-- Begin Quoted text --
First, we note that the mother’s “Emergency Petition to Modify” filed in July 2007 stated that “a material and substantial change in circumstances” had occurred because the maternal grandparents had “refuse[d] to allow reasonable visitation” between the mother and the children as required in the dependency order awarding the maternal grandparents custody. Testimony of the parties indicates that the maternal grandparents did not approve of the children having overnight visitation with the mother when the mother’s lesbian partner was present.
In its order on remand, the juvenile court found that the mother’s improvement in “behavior, finances, circumstances, parental fitness, and overall situation” was a material change in circumstances. Although the improvements that the mother has made since 2006 are no doubt laudable, the appellate courts of this state have consistently held that
“[i]t is not enough that the parent show that the parent has reformed his or her lifestyle or improved his or her financial position; the parent must show both that he or she is fit and that the custody change materially promotes the best interests and welfare of the child. McLendon, 455 So.2d at 866.”
Gamble v. Segers, 833 So.2d 658, 661 (Ala. Civ.App.2002). See also McCormick v. Ethridge, 15 So.3d 524, 527 (Ala.Civ.App. 2008); Goetsch v. Goetsch, 990 So.2d 403, 406 (Ala.Civ.App.2008); and Ex parte Jones, 620 So.2d 4, 6 (Ala.1992).
After a careful review of the record, we hold that the record does not contain any evidence to support a finding that changing custody of the children from the maternal grandparents to the mother would materially promote the best interests and welfare of the children. The juvenile court made that finding based solely on the fact that the children would have the benefit of being raised by their mother instead of the maternal grandparents. Although there may be benefits to the children’s being raised by the mother, the requirements of Ex parte McLendon nevertheless apply, and the evidence in the record fails to show that the mother met her burden of proving that the best interests and welfare of the children will be materially promoted by changing custody to the mother.
-- End Quoted text --
-- Begin Information provided --
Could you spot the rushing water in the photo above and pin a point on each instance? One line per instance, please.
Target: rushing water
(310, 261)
-- End Information provided --
* _Objectives_:
1 - Quote the stretch of the custody ruling from "First, we note" through "partner was present.".
2 - Please extend the custody ruling by writing what comes after its final sentence.

* _The responses_:
1 -
First, we note that the mother’s “Emergency Petition to Modify” filed in July 2007 stated that “a material and substantial change in circumstances” had occurred because the maternal grandparents had “refuse[d] to allow reasonable visitation” between the mother and the children as required in the dependency order awarding the maternal grandparents custody. Testimony of the parties indicates that the maternal grandparents did not approve of the children having overnight visitation with the mother when the mother’s lesbian partner was present.

2 -
“In McLendon, a judgment awarded custody of the divorced parents’ infant child to the paternal grandparents. Approximately five years later, after the mother had remarried and had another child, she attempted to regain legal and physical custody of her first child. The court held that the appropriate standard was whether a ‘change’ in custody would materially promote the welfare of the child. Because there were equal advantages and disadvantages to living with either the mother or the grandparents, the court held that moving the child would not materially promote the welfare of the child; therefore, custody remained with the grandparents. The reason for the stricter standard after custody has been determined once, is that uprooting children and moving them can be traumatic. Therefore, the benefit of moving the children must outweigh the potential harm. McLendon, supra.”
See also Gamble v. Segers, supra (holding that, after the paternal grandmother had been awarded temporary physical custody of the child, the mother failed to show that changing custody of the child to the mother would materially promote the best interests and welfare of the child).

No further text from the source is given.